YOUR TASK - Please pick out every line of the records below that contains the string "skelter", and copy each of those lines.
##### PROVIDED RECORDS
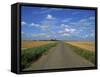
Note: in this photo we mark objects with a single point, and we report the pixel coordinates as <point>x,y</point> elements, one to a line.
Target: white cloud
<point>64,25</point>
<point>23,23</point>
<point>70,30</point>
<point>50,17</point>
<point>41,35</point>
<point>92,18</point>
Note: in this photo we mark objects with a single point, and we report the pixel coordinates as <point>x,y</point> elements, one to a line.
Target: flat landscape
<point>83,44</point>
<point>30,43</point>
<point>58,56</point>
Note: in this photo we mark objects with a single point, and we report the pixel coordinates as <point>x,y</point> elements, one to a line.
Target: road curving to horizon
<point>60,56</point>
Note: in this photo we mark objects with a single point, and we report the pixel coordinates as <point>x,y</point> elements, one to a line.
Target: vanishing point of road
<point>60,56</point>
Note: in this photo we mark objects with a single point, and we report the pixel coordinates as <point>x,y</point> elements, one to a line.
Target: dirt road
<point>61,56</point>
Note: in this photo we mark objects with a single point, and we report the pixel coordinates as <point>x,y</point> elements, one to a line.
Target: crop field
<point>29,44</point>
<point>34,50</point>
<point>84,49</point>
<point>84,45</point>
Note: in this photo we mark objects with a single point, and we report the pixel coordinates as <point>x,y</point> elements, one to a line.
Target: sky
<point>42,23</point>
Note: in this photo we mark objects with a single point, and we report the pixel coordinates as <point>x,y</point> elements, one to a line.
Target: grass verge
<point>89,55</point>
<point>32,54</point>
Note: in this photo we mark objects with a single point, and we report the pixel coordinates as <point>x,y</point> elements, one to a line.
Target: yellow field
<point>85,45</point>
<point>30,44</point>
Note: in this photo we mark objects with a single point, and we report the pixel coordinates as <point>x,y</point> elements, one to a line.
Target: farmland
<point>84,49</point>
<point>33,51</point>
<point>84,45</point>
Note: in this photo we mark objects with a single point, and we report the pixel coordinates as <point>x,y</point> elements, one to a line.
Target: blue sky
<point>40,23</point>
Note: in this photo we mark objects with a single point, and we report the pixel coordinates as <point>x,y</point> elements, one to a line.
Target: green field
<point>87,54</point>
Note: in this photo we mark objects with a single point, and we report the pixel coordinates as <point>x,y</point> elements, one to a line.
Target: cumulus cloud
<point>49,17</point>
<point>23,23</point>
<point>41,35</point>
<point>70,30</point>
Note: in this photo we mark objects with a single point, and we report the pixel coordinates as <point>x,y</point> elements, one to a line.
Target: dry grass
<point>30,44</point>
<point>85,45</point>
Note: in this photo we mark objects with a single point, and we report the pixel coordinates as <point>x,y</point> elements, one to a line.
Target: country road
<point>61,56</point>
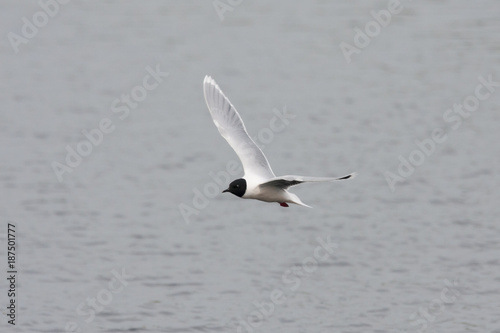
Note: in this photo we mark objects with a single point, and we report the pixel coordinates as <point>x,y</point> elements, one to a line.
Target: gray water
<point>420,257</point>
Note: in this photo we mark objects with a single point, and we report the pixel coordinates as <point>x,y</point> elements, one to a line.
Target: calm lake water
<point>133,239</point>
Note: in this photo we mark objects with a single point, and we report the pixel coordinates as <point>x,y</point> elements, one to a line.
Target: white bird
<point>259,181</point>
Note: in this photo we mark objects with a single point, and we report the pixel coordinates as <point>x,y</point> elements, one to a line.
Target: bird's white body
<point>259,181</point>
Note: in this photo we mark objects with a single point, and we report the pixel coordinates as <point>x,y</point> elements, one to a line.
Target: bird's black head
<point>237,187</point>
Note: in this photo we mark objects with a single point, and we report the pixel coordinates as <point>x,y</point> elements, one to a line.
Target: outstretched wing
<point>231,127</point>
<point>285,182</point>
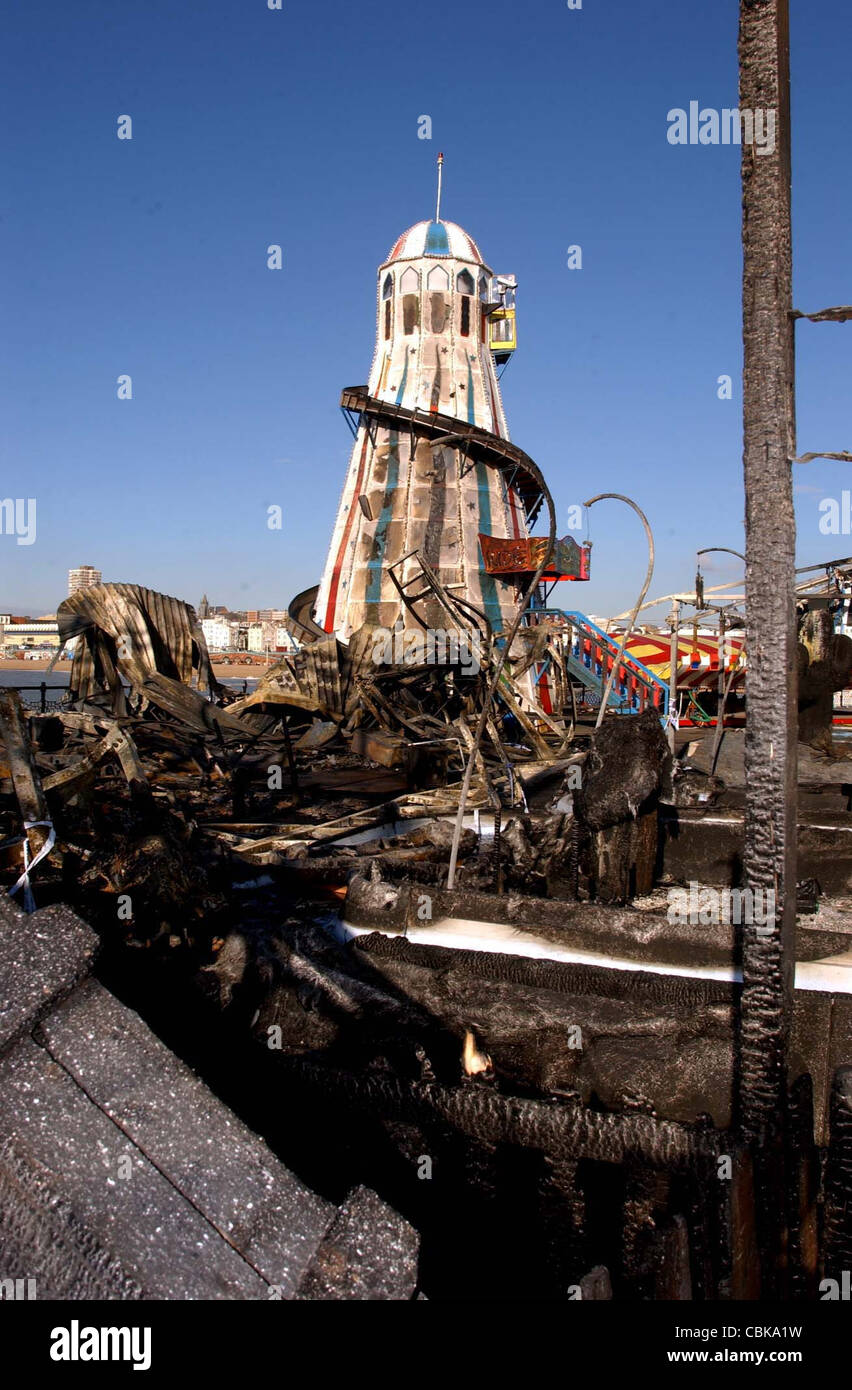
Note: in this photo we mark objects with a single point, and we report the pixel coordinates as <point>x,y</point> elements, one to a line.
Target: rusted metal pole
<point>770,741</point>
<point>673,666</point>
<point>619,656</point>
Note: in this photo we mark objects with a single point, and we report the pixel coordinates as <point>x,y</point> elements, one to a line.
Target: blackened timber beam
<point>770,741</point>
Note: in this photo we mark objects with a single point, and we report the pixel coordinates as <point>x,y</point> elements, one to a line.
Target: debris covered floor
<point>535,1069</point>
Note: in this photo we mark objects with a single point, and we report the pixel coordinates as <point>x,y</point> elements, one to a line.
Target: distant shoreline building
<point>82,578</point>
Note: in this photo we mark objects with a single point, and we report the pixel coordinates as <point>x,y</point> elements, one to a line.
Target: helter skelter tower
<point>432,474</point>
<point>417,484</point>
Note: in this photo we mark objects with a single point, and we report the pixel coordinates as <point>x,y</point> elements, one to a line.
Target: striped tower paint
<point>431,355</point>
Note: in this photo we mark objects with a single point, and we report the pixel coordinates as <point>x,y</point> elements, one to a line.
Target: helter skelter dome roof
<point>435,239</point>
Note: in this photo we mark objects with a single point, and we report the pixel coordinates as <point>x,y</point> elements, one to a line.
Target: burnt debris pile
<point>535,1066</point>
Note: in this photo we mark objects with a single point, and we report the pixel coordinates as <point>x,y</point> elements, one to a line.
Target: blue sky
<point>299,127</point>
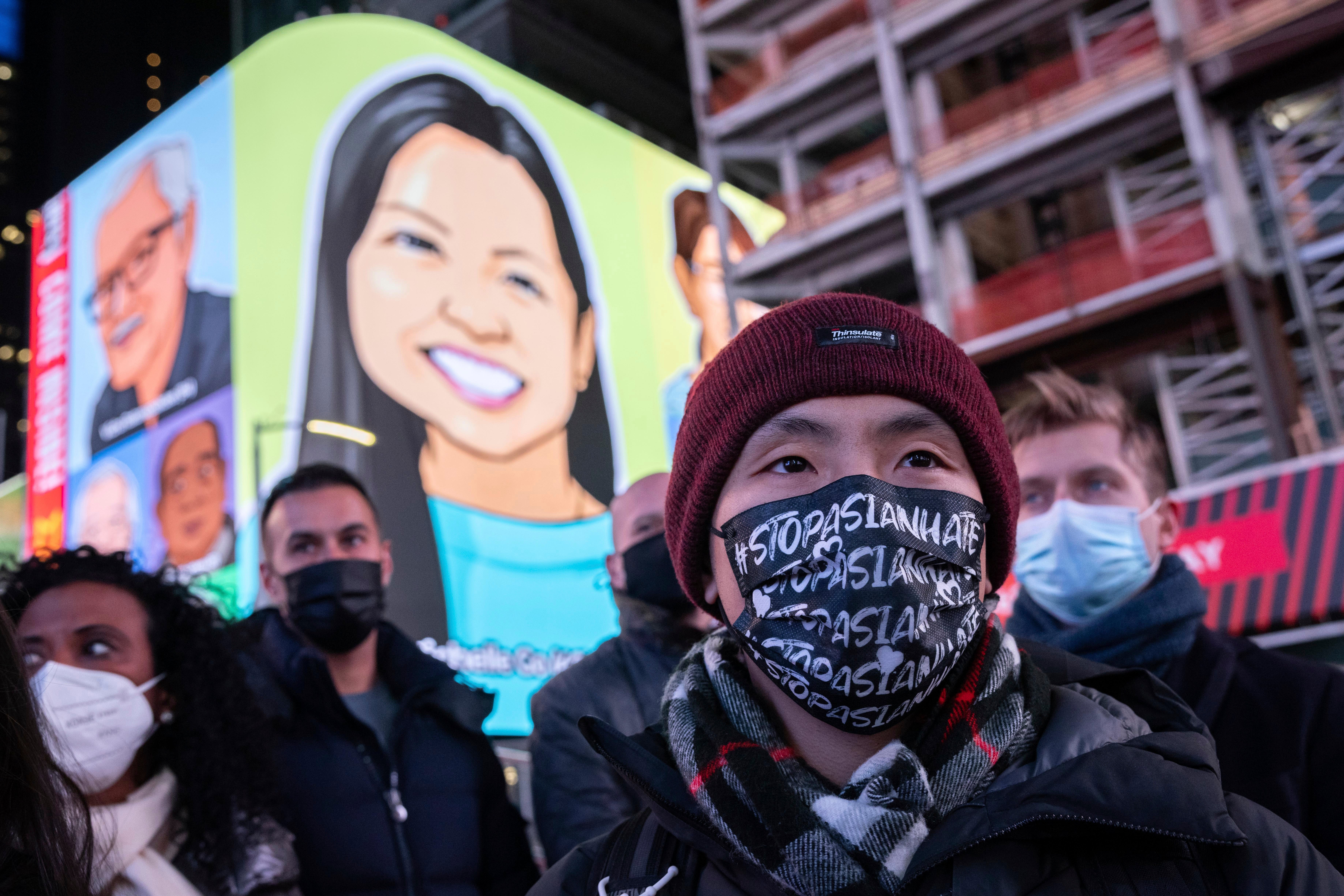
##########
OUTPUT FOR THIS TASK -
Target: helter skelter tower
Target: helter skelter dome roof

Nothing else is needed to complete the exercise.